TASK A> In the newsgroup post about Pascal below, which buzzword is named for the 90s?
>> Start DOCUMENT EXTRACT
October 25, 2010
And with it we landed in a world full of buffer overruns and memory errors exploits.

Sure Pascal was a bit of a pain sometimes to use, but it did promote safety.

Now we have to fight an uphill battle with C developers to make them realize
the benefict
of using safer languages while fixing security holes every day.

--
Paulo

"Walter Bright" <newshound2@digitalmars.com> wrote in message news:ia22e1$1upn$1@digitalmars.com...
> Russel Winder wrote:
>> Pascal was never really intended as a production language, it was intended for teaching programming and the abstract concepts behind programming.  I suggest that in the period 1972-82 it achieved its goals admirably.  From 1984 onwards it was clearly becoming insufficient for the task and things moved on.
>>
>> Most of the commercial Pascal varieties tried to be variants on Modula-2 but labelled themselves Pascal, and here lie the real problems and the hassles that led to Pascal ending up with a bad name -- one it should not be landed with in perpituity.
>
> I think Pascal did a good job of promoting "structured programming", the buzzword of the 70's.
>
> "User Friendly" was the buzzword of the 80s.
>
> "Object Oriented" for the 90s.
>
> "Generic" for the 00s.
>
> "Functional" for the teens, I suppose. Too soon to tell.
>
> I'm less forgiving of Pascal than you are. I have the original PUM&R, and yes, it was designed as a teaching language. But still, a teaching language shouldn't be so awfully crippled and with such huge mistakes (array handling).
>> End DOCUMENT EXTRACT
>> Start INFORMATION SUPPLIED
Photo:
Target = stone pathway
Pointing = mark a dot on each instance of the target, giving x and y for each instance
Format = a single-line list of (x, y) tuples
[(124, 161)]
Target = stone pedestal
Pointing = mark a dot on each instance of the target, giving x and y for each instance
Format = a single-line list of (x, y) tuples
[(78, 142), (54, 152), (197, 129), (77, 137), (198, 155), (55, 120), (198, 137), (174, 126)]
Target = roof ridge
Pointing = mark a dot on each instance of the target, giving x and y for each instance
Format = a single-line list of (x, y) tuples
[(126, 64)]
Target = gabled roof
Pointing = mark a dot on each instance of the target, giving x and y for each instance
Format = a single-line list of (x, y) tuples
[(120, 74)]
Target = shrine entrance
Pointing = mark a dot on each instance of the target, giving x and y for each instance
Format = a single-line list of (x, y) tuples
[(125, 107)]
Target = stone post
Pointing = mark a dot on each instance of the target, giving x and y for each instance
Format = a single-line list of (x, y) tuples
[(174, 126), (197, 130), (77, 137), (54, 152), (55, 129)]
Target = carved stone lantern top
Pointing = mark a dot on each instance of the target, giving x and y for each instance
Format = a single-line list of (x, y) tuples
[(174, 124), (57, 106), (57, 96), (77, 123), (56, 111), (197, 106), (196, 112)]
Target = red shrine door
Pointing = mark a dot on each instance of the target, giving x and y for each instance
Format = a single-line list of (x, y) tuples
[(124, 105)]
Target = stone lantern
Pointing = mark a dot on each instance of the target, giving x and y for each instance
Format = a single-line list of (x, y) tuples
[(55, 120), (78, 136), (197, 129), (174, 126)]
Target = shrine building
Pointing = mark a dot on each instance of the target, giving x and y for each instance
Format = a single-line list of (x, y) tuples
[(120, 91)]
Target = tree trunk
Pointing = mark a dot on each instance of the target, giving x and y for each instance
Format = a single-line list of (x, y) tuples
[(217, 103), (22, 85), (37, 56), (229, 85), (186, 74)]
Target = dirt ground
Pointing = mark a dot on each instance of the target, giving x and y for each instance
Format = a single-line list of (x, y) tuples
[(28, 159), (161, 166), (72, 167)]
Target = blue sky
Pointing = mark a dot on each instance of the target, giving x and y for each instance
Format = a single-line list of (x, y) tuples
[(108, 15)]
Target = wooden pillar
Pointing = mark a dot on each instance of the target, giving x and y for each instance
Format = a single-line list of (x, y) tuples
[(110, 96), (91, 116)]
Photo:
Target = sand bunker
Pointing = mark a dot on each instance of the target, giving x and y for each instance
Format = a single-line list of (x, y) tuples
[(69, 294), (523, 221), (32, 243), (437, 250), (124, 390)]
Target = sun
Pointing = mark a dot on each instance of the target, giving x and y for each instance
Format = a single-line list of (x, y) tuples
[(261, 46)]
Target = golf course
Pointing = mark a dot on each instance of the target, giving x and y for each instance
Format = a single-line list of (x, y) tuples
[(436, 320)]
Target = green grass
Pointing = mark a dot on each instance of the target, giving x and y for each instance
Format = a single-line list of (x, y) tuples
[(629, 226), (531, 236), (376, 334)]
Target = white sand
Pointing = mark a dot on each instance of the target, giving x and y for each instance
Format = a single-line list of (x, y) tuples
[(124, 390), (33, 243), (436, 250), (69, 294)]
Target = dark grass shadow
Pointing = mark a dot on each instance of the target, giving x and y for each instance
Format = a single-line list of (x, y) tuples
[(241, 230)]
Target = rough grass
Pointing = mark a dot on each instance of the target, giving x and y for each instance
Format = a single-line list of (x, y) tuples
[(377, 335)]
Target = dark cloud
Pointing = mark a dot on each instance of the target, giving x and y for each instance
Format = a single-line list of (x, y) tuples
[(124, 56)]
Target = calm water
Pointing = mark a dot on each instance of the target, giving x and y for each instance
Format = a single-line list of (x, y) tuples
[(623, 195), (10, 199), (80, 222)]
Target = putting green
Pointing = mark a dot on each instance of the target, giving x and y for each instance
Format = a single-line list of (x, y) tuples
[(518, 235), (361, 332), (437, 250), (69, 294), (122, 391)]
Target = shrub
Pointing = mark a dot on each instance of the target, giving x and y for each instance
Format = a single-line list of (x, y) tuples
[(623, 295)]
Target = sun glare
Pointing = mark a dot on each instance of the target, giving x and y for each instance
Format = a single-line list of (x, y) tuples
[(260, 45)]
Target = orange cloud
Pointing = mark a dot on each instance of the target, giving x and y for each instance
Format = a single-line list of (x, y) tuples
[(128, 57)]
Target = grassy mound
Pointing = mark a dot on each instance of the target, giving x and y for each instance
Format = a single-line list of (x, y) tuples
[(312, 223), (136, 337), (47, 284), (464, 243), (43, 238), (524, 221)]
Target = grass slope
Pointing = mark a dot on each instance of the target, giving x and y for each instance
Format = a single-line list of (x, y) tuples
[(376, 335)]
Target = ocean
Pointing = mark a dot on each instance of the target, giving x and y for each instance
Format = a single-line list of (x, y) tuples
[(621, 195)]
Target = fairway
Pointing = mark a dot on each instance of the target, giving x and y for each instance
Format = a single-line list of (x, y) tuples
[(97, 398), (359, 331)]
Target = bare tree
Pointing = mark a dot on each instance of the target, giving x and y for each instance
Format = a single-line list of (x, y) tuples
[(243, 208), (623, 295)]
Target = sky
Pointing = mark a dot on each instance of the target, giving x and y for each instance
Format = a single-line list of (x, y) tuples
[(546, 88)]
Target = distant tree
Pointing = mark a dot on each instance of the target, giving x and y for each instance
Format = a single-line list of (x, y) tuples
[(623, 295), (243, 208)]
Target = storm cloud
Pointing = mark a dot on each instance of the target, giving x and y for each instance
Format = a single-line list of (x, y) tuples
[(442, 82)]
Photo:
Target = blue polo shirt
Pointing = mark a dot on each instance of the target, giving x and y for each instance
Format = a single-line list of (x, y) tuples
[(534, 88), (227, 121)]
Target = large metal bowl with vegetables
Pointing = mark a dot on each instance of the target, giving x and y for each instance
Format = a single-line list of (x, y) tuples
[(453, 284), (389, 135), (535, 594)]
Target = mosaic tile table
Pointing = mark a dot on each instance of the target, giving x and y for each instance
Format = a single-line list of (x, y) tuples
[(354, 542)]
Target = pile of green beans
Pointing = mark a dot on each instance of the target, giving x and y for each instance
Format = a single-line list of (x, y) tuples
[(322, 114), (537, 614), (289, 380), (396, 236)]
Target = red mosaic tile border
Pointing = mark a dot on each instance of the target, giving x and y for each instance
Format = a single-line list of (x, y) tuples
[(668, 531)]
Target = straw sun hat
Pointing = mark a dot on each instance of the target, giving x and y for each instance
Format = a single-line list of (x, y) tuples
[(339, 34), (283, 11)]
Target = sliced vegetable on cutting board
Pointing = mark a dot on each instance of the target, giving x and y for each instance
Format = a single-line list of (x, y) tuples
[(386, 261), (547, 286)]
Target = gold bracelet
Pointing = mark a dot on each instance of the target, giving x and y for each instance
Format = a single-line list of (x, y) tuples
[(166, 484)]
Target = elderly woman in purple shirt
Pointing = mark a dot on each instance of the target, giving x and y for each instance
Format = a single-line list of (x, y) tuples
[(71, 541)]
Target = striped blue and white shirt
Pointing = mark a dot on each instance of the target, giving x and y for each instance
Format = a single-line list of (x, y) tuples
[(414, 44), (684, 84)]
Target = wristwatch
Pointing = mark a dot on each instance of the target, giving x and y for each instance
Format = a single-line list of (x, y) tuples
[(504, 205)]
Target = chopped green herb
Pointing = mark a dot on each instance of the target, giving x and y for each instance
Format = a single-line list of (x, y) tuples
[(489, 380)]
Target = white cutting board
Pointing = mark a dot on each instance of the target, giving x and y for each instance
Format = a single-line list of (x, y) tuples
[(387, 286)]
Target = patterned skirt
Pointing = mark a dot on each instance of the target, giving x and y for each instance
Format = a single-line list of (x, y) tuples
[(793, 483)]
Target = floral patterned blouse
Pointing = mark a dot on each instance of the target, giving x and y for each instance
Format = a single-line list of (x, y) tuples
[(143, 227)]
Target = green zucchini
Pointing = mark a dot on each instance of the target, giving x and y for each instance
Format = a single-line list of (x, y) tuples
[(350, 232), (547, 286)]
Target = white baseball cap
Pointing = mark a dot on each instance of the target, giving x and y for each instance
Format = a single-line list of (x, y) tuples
>> End INFORMATION SUPPLIED
TASK B> Output the stretch of the listing from the line containing "Target = white baseball cap" through the end of the listing as a Markdown table with the columns Row and Line, numbering each row and leaving out blank lines.

EXERCISE RESPONSE A> "Object Oriented"

EXERCISE RESPONSE B>
| Row | Line |
|---|---|
| 1 | Target = white baseball cap |
| 2 | Pointing = mark a dot on each instance of the target, giving x and y for each instance |
| 3 | Format = a single-line list of (x, y) tuples |